▶ REQUIRED TASK:
How many lines of the rows below contain the string "wing"? Reply with the number alone.

■ ■ ■ ■

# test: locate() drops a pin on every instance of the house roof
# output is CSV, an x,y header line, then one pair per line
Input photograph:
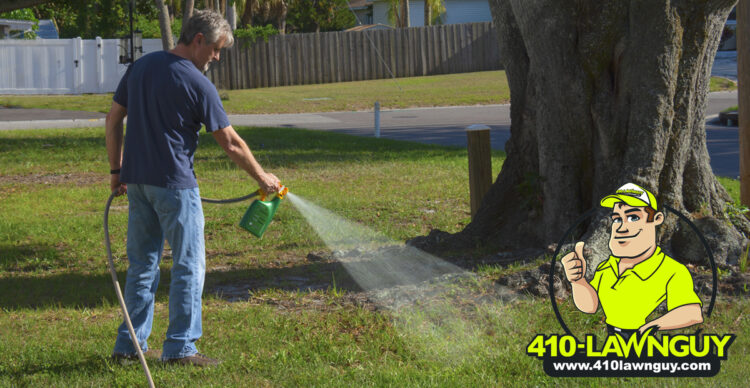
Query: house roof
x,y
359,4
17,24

■ ■ ■ ■

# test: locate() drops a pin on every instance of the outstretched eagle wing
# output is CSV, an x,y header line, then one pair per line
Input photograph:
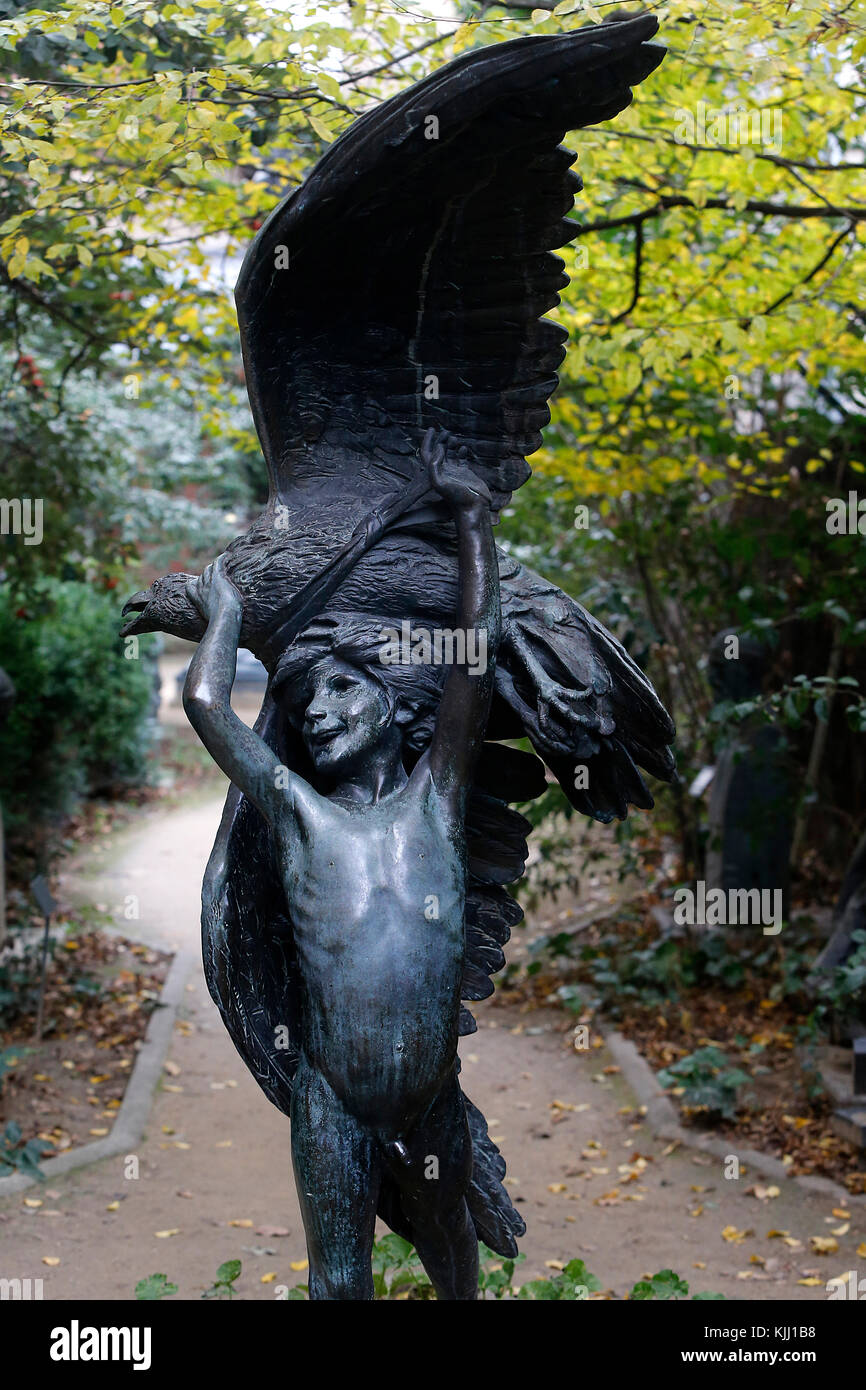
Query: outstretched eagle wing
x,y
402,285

■ ■ ■ ■

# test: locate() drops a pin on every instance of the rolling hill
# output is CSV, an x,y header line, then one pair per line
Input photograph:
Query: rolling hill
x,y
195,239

■ ■ ■ ■

▶ SOLUTION FOR THIS PROBLEM:
2